§ ABOUT THIS TASK
According to the summer skin care tips, between which hours should you seek shade outdoors?

§ GIVEN TEXT

Also, consider hitting the sauna or the steam room on a regular basis (though in this COVID period, a steaming hot shower could do the trick, too). It's a lot like having a facial but for the whole body. Fifteen minutes in the steam room opens pores, increases sweating, stimulates circulation, and eliminates toxins. The elevated heat and the increased sweating and circulation stimulates the reproduction of collagen and deeply cleanses and rejuvenates your skin.
3. WALK IN THE SHADE
Protect your skin from the sun with sunscreen, yes. But also by covering up with long flowing garments or a sun parasol. Don't forget your sunglasses for UV protection (and the fashion factor). And when you're outdoors, seek shade, especially between 10am and 4 pm. It would be a good time to go for a grounding forest bathing walk. Here are some summer shading suggestions from our Wild Beauty Blog, Three Chill Ways to Protect your Skin from the Sun.
4. STAY HYDRATED
Keep the water going all summer long. If you're not a big fan of plain water, add fruit to create a lovely tasting fruit infused beverage. Or add a little bit of fruit juice to your water in a 1:4 proportion.
If you're feeling a bit weak out there in the sun, your body may be low on electrolytes. Stay away from the Gatorade, though--it's full of sugar which causes other skin issues. Instead, consider throwing a Hydralyte tablet into your water bottle. Hydralyte is a Canadian made fizzy tablet, formulated with the right balance glucose and electrolytes for rapid rehydration. Thom uses it frequently through the summer, as heat and dehydration can exacerbate his MS symptoms. But it's brilliant for anyone who needs a little boost in the hydration department.

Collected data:
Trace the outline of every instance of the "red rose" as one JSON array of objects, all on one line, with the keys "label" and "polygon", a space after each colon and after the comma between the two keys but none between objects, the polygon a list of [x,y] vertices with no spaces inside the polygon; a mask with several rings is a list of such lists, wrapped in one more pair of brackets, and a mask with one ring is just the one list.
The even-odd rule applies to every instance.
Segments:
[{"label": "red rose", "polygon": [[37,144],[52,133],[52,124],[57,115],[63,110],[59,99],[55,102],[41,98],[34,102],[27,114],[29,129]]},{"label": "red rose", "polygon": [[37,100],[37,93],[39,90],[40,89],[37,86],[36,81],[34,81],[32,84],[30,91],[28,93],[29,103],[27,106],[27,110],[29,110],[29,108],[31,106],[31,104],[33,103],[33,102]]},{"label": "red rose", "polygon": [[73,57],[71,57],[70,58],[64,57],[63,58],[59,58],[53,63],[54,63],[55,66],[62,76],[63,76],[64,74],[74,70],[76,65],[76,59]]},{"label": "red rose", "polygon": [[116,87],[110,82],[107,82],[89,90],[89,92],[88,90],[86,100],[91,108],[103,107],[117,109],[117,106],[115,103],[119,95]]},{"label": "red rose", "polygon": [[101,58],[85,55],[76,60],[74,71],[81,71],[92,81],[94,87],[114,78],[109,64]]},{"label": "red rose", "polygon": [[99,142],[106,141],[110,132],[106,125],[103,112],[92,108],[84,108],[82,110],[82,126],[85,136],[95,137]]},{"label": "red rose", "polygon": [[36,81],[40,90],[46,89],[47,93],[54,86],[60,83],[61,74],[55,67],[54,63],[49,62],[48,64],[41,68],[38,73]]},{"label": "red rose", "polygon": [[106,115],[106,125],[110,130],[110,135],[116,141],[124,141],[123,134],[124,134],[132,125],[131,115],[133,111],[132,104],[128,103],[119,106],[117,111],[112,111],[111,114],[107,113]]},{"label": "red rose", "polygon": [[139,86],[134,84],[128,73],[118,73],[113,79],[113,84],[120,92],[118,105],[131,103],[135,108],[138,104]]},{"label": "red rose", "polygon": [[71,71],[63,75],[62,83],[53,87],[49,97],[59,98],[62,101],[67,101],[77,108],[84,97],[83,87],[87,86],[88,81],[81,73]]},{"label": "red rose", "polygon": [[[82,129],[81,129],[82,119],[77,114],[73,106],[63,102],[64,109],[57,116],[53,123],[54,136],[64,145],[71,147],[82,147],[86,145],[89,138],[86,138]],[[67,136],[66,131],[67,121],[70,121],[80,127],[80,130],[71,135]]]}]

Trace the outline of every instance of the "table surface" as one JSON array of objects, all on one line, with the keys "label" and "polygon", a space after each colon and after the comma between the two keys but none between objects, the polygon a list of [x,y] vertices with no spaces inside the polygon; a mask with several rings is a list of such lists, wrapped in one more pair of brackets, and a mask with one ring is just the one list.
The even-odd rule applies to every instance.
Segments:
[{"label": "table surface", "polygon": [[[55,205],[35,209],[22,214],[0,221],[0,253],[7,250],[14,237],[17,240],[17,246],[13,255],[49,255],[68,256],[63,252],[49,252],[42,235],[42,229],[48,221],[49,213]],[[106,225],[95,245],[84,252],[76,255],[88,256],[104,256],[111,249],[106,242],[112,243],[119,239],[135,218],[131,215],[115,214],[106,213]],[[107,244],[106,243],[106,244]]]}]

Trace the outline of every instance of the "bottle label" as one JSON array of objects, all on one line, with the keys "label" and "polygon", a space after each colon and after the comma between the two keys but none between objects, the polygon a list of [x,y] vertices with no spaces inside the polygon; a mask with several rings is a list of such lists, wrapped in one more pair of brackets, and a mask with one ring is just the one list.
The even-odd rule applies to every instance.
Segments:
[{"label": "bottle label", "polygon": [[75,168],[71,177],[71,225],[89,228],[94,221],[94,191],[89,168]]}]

§ EXERCISE RESULT
Between 10am and 4 pm.